=== Provided information ===

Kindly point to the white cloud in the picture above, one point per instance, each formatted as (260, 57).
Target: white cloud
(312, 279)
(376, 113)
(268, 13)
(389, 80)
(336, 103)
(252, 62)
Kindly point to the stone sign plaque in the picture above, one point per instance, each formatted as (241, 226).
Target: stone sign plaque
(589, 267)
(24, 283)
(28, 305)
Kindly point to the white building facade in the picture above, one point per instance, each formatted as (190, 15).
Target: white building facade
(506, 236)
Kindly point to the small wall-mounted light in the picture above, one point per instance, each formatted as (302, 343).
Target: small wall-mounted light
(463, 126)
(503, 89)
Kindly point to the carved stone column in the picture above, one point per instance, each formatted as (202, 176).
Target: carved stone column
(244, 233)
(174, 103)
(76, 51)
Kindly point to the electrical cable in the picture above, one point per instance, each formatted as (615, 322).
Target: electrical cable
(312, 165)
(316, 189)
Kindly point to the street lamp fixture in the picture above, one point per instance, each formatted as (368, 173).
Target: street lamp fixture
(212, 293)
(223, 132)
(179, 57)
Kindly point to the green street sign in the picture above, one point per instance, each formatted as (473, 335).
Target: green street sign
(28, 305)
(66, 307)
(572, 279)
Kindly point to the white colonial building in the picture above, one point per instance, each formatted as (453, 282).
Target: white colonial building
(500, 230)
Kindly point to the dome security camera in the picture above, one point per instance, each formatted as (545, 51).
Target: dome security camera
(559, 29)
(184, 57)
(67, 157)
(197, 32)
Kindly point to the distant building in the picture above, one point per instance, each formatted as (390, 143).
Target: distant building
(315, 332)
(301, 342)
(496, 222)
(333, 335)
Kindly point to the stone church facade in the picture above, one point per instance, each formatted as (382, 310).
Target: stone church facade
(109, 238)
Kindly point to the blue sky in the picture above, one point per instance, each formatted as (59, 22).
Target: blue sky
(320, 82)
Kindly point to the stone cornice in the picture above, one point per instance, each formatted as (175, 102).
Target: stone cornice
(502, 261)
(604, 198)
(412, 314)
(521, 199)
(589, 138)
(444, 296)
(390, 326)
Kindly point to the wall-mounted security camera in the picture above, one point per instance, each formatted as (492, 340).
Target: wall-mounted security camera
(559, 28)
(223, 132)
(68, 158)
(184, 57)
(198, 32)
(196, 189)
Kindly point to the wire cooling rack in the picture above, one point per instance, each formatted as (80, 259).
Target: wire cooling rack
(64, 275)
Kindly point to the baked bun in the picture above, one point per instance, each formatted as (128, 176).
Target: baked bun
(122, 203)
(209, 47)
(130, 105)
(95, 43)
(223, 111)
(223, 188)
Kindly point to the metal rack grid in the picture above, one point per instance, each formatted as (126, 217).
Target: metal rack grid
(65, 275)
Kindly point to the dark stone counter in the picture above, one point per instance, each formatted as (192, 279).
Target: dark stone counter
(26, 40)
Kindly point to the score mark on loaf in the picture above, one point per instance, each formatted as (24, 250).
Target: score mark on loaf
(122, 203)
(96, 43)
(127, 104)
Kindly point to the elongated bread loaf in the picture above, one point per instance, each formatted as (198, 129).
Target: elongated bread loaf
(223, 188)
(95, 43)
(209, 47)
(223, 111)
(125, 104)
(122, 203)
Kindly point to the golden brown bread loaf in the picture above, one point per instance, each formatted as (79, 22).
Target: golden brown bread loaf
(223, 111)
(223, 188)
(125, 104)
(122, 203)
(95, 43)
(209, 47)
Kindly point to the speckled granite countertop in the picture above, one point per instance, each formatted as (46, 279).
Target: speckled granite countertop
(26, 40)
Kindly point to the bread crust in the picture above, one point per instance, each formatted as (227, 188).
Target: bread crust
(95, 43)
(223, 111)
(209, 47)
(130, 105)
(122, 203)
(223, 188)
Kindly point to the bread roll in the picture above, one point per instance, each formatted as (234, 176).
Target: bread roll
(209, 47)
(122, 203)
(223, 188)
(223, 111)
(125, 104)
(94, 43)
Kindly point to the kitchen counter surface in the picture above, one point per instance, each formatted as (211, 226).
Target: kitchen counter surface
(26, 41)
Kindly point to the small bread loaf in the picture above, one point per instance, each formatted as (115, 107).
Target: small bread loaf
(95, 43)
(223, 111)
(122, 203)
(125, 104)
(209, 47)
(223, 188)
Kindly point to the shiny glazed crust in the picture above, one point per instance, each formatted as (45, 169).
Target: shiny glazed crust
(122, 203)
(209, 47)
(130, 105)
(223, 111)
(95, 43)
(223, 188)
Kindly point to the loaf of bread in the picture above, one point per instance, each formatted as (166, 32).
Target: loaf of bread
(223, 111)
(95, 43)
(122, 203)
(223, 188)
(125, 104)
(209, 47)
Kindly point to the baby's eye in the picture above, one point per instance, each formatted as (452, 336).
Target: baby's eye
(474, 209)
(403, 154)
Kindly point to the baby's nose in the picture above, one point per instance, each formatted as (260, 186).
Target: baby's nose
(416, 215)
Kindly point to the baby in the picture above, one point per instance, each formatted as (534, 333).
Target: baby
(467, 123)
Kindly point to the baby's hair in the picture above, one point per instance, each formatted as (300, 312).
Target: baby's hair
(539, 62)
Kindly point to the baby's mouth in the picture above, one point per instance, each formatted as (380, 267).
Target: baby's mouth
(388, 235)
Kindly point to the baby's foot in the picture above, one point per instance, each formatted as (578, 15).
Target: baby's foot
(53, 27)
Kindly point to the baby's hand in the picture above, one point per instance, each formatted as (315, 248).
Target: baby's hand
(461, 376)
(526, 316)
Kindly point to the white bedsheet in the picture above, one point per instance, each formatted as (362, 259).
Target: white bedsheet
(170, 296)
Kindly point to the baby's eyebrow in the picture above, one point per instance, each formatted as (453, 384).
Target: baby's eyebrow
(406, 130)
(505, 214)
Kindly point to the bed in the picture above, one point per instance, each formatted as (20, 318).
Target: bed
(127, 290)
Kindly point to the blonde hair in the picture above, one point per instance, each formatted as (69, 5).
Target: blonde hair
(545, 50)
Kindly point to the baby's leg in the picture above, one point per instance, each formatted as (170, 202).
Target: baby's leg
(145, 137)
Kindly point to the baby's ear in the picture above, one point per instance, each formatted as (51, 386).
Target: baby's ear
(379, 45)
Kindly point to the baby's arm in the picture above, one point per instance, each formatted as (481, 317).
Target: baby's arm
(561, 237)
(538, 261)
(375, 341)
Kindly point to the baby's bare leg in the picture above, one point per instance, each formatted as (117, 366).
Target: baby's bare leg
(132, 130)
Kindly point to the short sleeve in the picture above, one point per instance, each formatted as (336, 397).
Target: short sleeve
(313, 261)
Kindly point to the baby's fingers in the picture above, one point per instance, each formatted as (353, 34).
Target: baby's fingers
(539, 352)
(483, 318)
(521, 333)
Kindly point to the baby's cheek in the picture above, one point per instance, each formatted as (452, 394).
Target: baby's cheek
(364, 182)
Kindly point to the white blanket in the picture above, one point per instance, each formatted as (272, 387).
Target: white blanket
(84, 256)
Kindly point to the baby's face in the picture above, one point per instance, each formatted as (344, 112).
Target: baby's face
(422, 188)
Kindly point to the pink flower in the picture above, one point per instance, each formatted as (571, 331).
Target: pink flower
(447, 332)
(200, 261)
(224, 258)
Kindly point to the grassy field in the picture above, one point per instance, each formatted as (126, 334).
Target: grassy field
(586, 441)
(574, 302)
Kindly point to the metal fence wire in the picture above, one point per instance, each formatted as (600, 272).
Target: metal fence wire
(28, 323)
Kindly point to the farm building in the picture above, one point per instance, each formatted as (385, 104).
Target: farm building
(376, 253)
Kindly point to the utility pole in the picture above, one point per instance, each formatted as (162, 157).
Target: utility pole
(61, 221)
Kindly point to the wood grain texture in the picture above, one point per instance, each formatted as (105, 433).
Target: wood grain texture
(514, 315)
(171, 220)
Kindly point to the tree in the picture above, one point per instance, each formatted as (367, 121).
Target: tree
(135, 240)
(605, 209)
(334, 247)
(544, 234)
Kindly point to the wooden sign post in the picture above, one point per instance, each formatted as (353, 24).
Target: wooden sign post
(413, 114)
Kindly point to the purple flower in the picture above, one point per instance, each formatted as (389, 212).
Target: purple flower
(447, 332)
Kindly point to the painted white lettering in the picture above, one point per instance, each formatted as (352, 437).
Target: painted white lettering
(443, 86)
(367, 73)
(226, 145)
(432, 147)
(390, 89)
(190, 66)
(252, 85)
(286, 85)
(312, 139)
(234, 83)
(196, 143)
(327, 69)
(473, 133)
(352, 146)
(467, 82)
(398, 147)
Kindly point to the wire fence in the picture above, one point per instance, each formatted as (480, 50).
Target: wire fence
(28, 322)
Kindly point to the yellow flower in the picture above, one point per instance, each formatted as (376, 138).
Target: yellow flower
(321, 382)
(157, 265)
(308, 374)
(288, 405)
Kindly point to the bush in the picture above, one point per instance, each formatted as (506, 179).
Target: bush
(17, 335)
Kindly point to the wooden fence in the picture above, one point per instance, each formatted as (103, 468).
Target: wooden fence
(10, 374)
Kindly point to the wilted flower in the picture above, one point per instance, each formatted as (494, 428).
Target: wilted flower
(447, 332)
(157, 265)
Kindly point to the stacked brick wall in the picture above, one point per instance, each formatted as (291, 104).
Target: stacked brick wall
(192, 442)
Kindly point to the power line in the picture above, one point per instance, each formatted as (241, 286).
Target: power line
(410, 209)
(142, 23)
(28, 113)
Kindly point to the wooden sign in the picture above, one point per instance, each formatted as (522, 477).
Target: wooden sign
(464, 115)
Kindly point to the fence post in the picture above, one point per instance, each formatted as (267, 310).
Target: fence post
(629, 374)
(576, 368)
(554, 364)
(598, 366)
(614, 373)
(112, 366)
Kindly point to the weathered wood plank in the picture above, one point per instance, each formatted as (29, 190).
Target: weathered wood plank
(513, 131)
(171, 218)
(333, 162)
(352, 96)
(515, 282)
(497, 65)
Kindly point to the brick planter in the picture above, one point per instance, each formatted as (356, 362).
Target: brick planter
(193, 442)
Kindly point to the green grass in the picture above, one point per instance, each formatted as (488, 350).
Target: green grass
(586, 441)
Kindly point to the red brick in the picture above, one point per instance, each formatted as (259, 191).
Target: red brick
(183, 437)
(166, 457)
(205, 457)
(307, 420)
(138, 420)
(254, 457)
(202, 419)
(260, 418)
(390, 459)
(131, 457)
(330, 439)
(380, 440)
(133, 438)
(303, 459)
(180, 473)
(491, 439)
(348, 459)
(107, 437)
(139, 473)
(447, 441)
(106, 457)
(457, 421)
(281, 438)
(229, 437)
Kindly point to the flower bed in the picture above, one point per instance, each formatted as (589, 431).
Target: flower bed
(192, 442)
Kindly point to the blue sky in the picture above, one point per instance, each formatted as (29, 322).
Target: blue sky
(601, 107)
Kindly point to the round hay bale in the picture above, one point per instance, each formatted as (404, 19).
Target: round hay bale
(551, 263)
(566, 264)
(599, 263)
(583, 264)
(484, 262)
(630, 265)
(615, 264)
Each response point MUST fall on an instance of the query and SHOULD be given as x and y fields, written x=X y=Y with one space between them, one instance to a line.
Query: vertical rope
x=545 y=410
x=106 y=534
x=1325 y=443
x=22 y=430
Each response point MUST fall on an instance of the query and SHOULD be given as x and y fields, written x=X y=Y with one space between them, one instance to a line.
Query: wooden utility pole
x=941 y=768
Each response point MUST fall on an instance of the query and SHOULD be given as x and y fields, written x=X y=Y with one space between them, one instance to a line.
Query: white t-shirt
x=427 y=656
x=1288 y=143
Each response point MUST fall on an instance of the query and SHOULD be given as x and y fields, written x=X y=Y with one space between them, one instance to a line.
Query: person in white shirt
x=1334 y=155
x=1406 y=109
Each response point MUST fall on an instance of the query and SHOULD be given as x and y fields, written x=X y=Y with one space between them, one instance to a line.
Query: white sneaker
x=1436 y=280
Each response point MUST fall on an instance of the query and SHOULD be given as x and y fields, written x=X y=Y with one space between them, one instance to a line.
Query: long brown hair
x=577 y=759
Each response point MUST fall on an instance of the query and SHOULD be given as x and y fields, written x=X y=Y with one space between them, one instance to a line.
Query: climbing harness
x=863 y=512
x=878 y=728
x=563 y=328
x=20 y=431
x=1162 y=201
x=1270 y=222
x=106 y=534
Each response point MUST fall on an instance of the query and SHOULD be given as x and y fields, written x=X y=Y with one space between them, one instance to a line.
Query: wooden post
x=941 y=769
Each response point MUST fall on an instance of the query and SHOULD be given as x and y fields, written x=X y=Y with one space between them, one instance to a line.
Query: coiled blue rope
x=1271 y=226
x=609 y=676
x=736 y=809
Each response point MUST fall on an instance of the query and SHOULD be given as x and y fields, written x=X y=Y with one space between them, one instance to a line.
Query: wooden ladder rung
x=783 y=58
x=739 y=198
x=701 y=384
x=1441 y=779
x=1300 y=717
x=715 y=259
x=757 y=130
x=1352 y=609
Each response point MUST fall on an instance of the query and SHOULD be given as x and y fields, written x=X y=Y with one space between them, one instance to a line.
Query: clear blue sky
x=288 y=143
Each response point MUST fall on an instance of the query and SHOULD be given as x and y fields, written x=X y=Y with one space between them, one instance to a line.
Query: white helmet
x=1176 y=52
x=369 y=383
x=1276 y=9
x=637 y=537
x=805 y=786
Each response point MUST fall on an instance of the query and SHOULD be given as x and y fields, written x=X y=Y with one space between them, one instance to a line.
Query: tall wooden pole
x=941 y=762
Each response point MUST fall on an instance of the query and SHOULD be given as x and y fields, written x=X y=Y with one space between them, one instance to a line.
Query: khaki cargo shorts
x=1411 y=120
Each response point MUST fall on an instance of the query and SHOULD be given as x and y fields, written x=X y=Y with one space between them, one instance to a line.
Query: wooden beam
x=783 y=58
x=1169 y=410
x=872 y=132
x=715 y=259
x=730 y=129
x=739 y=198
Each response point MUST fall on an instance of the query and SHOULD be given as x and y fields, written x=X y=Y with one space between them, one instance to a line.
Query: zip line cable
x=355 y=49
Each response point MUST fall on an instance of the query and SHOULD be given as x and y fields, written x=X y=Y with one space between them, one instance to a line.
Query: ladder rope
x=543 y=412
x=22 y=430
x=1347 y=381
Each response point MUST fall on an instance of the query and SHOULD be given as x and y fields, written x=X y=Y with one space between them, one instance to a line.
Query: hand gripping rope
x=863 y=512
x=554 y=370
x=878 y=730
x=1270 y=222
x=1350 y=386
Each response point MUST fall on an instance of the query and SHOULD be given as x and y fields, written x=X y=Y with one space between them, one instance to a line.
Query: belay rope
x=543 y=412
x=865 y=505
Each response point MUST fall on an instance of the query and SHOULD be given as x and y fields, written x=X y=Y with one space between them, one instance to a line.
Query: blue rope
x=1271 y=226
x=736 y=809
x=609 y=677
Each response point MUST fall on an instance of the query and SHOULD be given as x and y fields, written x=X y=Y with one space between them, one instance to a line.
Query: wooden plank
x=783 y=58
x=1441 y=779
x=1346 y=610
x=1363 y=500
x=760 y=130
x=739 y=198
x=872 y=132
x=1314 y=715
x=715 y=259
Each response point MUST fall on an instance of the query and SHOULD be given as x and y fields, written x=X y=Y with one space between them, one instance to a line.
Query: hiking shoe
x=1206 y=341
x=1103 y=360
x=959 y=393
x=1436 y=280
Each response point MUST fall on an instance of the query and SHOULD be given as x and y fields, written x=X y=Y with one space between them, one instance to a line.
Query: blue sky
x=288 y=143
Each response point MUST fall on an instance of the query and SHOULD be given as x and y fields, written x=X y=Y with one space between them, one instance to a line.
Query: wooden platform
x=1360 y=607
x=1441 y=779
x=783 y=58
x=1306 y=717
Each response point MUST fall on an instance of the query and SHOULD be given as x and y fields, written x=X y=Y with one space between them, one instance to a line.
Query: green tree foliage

=== Work to complete ===
All that is wanted is a faithful reproduction of the line above with "Target: brick planter", the line with "Kindly point to the red", and every line in between.

=== Answer to the problem ===
Target: brick planter
(193, 442)
Kindly point to the green grass in the picture above, one point per instance, each formatted as (488, 350).
Target: green grass
(586, 441)
Kindly point to the red brick in the picture above, one point per instance, each formatted as (259, 191).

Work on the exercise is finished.